***** TEXT
The words of one young teen survivor, Emma Gonzales, seem to sum up both the mood and the resolve of these students. In an interview, she said, “The people in the government who are voted into power are lying to us. And us kids seem to be the only ones who notice and are prepared to call B.S.”

Little doubt, Gonzales is referring to repeated assertions from officials and civic leaders that nothing can be done about gun violence, it’s not appropriate to talk about political measures after a tragedy, or the notion that the 2nd amendment is so sacrosanct that it trumps the supposedly inalienable right to “life liberty and the pursuit of happiness.”

‘No one’s going to do this for us’

The collective exasperation Generation Columbine is expressing is something no reasonable person can dismiss or ignore. There’s a fierce authenticity in the way these young students are standing up for themselves.

In particular, they are reminding everyone that a self-governing republic requires citizens that make cogent arguments (instead of just mouthing empty slogans). In this regard, these students are the perfect antidote to the fake news era because (as one journalist put it) “We’re hearing directly from children who experienced the shooting and survived it. Their perspectives are raw, and real — more so than anything we would hear through the filters of journalism and adulthood.”
**********
STATED PROBLEM →
Continue the passage on student activism against gun violence, picking up after its final sentence.
***** GIVEN RECORDS
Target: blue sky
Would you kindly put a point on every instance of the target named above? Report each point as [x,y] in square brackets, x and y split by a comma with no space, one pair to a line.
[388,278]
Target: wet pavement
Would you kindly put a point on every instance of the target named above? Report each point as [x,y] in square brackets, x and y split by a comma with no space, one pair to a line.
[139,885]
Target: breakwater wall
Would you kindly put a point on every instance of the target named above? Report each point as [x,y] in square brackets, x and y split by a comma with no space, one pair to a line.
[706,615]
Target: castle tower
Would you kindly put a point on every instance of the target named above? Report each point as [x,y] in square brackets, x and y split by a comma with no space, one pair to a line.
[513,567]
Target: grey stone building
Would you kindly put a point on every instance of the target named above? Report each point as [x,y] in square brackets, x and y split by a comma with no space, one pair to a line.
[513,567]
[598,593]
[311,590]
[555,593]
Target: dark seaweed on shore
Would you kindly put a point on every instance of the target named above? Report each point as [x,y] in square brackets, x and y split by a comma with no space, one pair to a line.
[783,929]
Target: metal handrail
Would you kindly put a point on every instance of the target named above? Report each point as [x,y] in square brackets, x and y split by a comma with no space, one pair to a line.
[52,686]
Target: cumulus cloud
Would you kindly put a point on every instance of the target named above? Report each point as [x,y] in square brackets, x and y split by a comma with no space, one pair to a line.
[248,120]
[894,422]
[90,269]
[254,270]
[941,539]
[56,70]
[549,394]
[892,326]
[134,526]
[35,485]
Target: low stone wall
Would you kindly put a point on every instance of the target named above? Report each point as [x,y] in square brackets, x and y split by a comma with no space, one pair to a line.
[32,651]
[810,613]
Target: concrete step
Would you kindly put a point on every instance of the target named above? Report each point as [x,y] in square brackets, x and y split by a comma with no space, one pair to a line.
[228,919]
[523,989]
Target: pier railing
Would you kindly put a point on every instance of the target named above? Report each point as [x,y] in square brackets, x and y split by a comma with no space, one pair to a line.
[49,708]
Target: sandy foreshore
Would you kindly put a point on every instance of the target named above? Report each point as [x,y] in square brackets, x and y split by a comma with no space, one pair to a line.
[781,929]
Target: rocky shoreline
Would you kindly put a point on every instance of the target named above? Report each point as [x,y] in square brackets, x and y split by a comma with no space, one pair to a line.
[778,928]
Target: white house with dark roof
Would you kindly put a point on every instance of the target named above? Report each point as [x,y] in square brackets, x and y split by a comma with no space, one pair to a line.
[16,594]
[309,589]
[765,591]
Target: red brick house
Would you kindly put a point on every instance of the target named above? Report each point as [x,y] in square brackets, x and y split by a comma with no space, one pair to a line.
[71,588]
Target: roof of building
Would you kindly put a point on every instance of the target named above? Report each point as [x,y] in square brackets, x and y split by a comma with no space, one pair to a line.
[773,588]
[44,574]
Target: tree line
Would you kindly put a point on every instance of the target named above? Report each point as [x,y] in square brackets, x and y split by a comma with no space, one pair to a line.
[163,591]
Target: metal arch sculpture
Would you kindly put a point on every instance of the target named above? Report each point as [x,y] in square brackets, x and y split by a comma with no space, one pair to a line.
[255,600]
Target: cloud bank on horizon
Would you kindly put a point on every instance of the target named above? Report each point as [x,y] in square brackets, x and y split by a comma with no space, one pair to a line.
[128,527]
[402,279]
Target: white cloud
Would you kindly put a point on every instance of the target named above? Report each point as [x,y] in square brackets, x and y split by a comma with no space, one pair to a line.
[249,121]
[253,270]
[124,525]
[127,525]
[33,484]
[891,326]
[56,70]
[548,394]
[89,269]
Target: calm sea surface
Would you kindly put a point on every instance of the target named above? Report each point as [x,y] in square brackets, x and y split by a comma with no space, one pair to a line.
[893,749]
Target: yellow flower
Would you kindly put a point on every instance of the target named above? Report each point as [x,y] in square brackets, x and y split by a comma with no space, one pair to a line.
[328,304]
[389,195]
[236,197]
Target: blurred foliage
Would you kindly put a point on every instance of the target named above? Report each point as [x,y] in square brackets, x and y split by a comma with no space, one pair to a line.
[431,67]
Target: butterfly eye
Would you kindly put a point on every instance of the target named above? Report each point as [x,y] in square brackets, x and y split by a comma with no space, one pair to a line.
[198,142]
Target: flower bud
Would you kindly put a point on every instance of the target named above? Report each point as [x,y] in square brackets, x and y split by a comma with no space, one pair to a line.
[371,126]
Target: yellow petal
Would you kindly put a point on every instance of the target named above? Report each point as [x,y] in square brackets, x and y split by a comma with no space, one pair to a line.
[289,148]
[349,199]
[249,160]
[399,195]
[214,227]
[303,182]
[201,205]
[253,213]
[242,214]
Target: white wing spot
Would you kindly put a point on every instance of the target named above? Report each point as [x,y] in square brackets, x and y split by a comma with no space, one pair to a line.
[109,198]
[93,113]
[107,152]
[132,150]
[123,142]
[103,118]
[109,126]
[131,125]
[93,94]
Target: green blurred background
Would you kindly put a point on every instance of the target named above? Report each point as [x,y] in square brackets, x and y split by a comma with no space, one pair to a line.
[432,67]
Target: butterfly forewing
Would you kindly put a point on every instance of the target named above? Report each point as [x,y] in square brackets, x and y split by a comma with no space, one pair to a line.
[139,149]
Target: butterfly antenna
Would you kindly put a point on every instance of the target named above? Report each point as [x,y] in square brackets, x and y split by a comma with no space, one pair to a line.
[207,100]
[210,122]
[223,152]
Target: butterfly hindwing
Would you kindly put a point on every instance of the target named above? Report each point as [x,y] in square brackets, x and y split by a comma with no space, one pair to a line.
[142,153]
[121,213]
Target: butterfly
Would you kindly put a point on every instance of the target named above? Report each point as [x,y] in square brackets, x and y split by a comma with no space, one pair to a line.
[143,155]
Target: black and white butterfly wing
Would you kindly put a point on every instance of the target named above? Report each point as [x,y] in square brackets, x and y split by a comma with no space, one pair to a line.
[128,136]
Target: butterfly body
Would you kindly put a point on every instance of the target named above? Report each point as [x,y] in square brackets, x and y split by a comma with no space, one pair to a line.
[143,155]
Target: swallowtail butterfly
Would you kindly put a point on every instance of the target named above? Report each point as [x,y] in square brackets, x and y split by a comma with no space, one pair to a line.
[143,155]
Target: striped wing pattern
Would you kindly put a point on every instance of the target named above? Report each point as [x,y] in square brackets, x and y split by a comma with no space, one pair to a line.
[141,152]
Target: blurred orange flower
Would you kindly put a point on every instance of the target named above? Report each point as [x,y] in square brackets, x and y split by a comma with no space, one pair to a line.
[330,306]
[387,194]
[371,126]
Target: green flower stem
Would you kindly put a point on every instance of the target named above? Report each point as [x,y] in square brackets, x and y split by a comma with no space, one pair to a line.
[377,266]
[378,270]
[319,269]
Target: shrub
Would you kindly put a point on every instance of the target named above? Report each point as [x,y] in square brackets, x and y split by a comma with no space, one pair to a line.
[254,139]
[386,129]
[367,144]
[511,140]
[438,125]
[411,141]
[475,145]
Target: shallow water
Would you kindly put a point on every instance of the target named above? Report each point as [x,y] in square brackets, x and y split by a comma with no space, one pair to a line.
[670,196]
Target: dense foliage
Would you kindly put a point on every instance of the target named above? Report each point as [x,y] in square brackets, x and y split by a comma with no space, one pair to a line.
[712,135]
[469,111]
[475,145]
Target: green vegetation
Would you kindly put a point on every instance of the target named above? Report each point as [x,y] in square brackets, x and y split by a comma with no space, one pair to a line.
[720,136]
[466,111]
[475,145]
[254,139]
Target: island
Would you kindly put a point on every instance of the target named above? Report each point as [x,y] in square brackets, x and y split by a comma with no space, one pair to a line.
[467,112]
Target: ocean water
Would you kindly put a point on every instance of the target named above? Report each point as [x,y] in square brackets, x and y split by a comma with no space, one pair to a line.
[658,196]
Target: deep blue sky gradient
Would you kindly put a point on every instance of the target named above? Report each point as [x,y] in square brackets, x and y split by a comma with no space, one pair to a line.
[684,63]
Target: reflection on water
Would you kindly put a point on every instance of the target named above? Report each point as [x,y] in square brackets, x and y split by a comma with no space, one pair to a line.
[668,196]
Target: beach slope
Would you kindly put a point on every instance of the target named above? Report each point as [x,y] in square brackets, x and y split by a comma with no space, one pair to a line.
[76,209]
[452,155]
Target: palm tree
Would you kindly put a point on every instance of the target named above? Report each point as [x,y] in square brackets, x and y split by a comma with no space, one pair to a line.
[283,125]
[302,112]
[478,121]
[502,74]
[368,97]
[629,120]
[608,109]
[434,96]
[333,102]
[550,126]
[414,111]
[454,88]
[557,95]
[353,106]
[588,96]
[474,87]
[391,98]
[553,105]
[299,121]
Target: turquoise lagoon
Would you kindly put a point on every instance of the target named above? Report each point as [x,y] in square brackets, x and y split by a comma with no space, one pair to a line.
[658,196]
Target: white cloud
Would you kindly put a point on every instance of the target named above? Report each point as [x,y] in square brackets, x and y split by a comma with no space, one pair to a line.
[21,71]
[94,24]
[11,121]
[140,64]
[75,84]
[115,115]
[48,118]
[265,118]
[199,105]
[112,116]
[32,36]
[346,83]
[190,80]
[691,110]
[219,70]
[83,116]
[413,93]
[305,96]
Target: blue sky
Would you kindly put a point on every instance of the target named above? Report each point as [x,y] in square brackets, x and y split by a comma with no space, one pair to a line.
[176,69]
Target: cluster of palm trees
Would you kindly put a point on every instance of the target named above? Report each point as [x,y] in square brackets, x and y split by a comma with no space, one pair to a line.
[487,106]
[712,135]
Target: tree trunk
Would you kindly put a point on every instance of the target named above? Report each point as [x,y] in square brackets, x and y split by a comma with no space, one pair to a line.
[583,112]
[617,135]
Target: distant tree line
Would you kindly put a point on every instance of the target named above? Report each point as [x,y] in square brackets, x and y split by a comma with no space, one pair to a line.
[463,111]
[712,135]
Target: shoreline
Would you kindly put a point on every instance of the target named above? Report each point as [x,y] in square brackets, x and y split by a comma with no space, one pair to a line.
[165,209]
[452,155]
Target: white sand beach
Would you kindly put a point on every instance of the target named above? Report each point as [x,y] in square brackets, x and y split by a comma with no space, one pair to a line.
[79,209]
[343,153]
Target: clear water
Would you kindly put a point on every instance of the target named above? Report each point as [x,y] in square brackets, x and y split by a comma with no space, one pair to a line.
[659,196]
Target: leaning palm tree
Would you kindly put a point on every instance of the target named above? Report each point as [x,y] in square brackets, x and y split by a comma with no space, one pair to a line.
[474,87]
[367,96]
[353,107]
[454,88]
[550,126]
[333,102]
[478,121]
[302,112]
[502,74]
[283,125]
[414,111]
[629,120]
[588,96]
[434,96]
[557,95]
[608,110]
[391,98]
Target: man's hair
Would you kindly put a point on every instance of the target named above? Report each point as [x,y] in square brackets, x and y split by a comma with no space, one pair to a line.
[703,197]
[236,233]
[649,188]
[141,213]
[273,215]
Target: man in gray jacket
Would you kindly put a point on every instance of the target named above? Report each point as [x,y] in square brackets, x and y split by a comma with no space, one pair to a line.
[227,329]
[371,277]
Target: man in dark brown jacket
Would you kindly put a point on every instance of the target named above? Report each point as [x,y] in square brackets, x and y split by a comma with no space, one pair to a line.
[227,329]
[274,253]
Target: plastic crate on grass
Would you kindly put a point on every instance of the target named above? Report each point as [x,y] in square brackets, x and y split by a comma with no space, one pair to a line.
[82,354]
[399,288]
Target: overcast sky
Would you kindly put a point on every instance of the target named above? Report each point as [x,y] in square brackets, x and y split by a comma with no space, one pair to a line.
**********
THE ANSWER →
Increasingly, as I listen to the perspective of these young people, I can help but think of that timeless story entitled “The Emperor Has No Clothes.” Why is it that young people are the first to speak up for the truth?

Perhaps one young person explained it best when she said, “We have to do this ourselves because, frankly, no one’s going to do this for us. I don’t care if I have to lose my voice from screaming so loud because, apparently, I don’t have a voice anyway in the American justice system. I’ll just scream my lungs out until something is done. Change is necessary. We need change to be safe.”